[Lines from a box labeling dataset]
_ _ _

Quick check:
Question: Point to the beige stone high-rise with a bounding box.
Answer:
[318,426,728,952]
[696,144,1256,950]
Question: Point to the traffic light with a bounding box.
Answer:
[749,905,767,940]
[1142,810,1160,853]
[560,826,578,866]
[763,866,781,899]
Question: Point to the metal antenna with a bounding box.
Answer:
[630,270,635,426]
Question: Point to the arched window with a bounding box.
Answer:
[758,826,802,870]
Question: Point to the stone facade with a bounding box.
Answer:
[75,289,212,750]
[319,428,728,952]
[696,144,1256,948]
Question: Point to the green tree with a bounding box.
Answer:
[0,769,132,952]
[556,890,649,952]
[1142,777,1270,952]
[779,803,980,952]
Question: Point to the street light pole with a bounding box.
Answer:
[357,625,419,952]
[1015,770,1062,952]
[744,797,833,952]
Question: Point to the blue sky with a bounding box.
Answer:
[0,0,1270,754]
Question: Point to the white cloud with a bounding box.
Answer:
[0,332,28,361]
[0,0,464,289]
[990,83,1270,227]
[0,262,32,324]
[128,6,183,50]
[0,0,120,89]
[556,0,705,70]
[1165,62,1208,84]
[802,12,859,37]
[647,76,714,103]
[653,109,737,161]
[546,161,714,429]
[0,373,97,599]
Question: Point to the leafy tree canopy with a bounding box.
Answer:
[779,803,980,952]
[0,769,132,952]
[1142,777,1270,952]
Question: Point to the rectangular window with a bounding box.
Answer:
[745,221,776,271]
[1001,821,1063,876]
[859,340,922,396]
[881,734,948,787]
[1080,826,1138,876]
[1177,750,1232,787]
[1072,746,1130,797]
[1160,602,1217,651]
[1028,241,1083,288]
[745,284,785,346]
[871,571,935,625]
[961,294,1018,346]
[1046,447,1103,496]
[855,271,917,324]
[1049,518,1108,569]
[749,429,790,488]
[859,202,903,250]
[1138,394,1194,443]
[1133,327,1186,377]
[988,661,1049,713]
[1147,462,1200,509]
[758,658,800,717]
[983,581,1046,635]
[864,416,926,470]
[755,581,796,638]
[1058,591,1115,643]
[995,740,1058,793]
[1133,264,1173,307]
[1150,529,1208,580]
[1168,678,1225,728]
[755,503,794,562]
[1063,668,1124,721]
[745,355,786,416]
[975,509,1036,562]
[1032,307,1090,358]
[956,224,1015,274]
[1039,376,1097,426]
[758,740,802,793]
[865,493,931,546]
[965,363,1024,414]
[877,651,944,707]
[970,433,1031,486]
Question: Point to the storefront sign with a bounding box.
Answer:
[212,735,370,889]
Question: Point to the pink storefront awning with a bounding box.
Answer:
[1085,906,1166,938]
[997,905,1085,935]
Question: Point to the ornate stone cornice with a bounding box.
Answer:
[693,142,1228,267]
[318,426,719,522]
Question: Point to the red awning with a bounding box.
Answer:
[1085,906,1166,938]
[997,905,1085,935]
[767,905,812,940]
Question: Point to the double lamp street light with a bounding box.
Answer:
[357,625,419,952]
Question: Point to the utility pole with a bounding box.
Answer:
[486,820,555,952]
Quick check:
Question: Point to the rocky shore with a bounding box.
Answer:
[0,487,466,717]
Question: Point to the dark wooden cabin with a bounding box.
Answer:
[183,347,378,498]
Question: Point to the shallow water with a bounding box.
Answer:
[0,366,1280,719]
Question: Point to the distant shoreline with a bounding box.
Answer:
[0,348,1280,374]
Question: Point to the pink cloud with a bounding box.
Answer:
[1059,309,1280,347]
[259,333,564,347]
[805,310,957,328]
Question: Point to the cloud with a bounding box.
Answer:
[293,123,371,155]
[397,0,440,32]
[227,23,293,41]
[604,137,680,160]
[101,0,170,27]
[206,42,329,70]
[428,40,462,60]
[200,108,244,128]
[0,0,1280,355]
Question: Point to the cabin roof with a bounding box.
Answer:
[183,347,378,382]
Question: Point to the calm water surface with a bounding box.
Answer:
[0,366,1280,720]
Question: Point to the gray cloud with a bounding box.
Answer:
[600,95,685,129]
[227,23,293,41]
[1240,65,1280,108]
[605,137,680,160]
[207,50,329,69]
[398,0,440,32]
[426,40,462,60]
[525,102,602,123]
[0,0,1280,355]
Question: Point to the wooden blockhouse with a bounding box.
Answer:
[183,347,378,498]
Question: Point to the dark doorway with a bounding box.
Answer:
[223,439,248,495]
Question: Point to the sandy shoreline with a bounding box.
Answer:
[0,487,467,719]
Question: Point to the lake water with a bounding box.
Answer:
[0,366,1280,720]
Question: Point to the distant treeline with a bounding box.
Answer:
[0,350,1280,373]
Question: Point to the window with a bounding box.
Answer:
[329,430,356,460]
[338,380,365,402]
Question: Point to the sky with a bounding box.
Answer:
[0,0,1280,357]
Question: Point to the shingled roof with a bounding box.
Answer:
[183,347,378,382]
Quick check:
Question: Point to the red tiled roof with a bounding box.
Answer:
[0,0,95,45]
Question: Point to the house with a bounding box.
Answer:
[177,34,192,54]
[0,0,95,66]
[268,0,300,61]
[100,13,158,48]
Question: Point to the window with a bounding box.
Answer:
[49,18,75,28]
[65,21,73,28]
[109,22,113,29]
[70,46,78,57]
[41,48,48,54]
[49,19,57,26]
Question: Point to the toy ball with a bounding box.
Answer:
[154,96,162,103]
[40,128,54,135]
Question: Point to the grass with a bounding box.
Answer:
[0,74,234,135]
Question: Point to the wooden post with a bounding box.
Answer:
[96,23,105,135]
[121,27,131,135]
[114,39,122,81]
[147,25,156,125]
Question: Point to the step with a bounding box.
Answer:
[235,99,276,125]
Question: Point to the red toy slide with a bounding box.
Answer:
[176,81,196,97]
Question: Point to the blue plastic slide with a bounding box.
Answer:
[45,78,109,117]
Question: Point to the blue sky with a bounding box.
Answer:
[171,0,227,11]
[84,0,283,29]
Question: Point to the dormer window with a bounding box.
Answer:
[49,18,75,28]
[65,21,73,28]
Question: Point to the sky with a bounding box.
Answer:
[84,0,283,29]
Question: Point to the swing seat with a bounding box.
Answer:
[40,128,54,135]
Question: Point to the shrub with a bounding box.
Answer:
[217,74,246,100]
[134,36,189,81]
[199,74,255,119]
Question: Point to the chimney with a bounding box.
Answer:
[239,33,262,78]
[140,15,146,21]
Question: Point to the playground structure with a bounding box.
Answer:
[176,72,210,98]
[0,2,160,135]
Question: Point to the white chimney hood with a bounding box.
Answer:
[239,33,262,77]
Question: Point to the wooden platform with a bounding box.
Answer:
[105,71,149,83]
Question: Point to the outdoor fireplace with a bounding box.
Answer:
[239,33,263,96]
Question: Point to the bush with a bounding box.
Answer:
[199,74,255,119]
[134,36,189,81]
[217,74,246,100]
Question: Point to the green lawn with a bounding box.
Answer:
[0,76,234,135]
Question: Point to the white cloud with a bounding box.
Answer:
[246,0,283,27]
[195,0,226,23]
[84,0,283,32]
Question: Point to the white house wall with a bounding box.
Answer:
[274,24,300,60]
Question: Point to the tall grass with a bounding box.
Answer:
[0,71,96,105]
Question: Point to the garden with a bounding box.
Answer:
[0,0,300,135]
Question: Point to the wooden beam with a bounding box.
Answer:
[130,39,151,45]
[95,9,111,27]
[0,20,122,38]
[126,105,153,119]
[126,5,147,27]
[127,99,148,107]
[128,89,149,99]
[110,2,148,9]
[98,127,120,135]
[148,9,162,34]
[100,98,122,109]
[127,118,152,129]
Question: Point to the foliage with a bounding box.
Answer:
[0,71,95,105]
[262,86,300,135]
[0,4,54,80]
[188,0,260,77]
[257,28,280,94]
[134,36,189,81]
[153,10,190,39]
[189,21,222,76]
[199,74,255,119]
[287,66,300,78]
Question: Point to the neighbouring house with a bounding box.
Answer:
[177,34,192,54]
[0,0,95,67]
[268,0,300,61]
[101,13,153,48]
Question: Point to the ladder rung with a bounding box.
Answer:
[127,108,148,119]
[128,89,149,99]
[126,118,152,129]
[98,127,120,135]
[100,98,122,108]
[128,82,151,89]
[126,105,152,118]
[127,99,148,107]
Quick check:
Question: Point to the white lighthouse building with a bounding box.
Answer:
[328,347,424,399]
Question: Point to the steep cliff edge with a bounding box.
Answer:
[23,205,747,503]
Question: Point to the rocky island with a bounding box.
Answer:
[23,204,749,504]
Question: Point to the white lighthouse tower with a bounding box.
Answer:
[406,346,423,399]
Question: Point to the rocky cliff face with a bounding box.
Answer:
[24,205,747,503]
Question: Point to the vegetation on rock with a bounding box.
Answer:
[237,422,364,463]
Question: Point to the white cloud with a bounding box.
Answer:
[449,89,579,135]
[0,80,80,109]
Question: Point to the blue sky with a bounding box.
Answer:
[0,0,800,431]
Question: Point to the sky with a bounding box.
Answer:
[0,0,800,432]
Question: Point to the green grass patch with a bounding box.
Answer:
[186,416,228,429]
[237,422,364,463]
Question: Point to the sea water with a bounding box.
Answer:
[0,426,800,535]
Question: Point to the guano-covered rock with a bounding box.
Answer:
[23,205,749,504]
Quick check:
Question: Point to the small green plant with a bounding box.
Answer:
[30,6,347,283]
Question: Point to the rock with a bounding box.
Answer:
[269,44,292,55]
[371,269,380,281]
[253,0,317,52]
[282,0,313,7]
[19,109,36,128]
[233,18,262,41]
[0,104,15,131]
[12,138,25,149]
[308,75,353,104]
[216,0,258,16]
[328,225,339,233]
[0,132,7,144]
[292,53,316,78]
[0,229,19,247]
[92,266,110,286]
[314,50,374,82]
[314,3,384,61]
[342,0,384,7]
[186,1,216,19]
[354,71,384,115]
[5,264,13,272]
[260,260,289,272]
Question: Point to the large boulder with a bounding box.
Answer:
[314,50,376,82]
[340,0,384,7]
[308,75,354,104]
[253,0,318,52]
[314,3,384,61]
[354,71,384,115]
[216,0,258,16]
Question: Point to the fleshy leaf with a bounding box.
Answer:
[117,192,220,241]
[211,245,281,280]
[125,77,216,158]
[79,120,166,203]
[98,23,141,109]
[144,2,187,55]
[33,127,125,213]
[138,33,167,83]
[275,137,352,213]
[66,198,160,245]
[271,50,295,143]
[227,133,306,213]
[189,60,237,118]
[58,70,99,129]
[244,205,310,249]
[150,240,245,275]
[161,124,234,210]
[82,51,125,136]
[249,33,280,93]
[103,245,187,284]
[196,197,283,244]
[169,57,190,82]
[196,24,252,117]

_ _ _

**STATED PROBLEM:** Rewrite the portion of the lines that runs from the start through the line containing "[763,866,781,899]", both ends included, substituting "signal light" for "traffic light" and leaving everything else unchanged.

**THE ANSWER:**
Quick check:
Question: Point to the beige stone high-rise with a bounding box.
Answer:
[318,426,728,952]
[696,144,1256,950]
Question: Point to the signal light with a bounding box.
Answer:
[749,905,767,940]
[1142,810,1160,853]
[560,826,578,866]
[763,866,781,899]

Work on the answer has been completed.